# Text provided
§ §

Thursday, 22 March 2012

The Golden Calf

Thursday Midweek Communion 22 March 2012

Reading Exodus 32

7 Then the LORD said to Moses, Go down, because your people, whom you brought up out of Egypt, have become corrupt.

8 They have been quick to turn away from what I commanded them and have made themselves an idol cast in the shape of a calf. They have bowed down to it and sacrificed to it and have said, 'These are your gods, O Israel, who brought you up out of Egypt.'

9 I have seen these people, the LORD said to Moses, and they are a stiff-necked people.

10 Now leave me alone so that my anger may burn against them and that I may destroy them. Then I will make you into a great nation.

11 But Moses sought the favour of the LORD his God. O LORD, he said, why should your anger burn against your people, whom you brought out of Egypt with great power and a mighty hand?

12 Why should the Egyptians say, 'It was with evil intent that he brought them out, to kill them in the mountains and to wipe them off the face of the earth'? Turn from your fierce anger; relent and do not bring disaster on your people.

13 Remember your servants Abraham, Isaac and Israel, to whom you swore by your own self: 'I will make your descendants as numerous as the stars in the sky and I will give your descendants all this land I promised them, and it will be their inheritance forever.'

14 Then the LORD relented and did not bring on his people the disaster he had threatened.


You can almost feel the fear amongst the people of Israel. Moses their leader had freed them from slavery in Egypt, and led them to Mount Sinai. It’s not a high mountain – less than 7,500ft. I climbed it in just over a couple of hours. Mount Katherine next door is bigger. At over 8.600ft it was not covered by our annual travel insurance, and sleeping at the top in below zero temperatures was uncomfortable.

Moses had been gone a very long time. He was being taught the Law by God, and given the two tablets on which the 10 Commandments were inscribed by the finger of God.

The people say to Moses’ brother Aaron that they didn’t know what had become of him. So they asked Aaron to organise the melting down of all their gold jewellery, and make a golden calf which was to be hailed as a deity in place of the one who really led them out of Egypt, not Moses.

It seems an odd thing to do, bearing in mind the wonders the people had seen. The plagues. The crossing of the Red Sea. The destruction of Pharaoh’s army, and so on. What good would a man made image be in God’s place?

You have to read the text closely to realise the image itself was not made as a god, but as a representation of God. After fashioning it, Aaron sets it up before an altar as proclaims: Tomorrow there will be a festival to the LORD. The LORD is in capital letters. So the sin that Aaron committed was to make a false image of God, and not an idol.

§ §

# Dataset extract
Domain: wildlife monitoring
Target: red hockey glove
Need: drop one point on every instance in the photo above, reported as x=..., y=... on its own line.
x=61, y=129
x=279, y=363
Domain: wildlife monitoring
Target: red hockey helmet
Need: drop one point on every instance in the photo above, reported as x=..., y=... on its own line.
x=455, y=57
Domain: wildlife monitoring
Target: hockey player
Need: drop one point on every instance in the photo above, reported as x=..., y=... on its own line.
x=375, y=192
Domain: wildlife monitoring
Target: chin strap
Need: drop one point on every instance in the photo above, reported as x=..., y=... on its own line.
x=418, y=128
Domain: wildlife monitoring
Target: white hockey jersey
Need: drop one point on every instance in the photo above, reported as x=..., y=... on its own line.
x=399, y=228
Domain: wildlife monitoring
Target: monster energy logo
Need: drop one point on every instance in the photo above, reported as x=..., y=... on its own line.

§ §

# Task goal
Please rewrite the part of the golden calf text that begins at the words "Thursday Midweek Communion" and stops after "a mighty hand?", putting "stubborn" wherever "stiff-necked" appears. The lines above are separate from the golden calf text.

# The solution
Thursday Midweek Communion 22 March 2012

Reading Exodus 32

7 Then the LORD said to Moses, Go down, because your people, whom you brought up out of Egypt, have become corrupt.

8 They have been quick to turn away from what I commanded them and have made themselves an idol cast in the shape of a calf. They have bowed down to it and sacrificed to it and have said, 'These are your gods, O Israel, who brought you up out of Egypt.'

9 I have seen these people, the LORD said to Moses, and they are a stubborn people.

10 Now leave me alone so that my anger may burn against them and that I may destroy them. Then I will make you into a great nation.

11 But Moses sought the favour of the LORD his God. O LORD, he said, why should your anger burn against your people, whom you brought out of Egypt with great power and a mighty hand?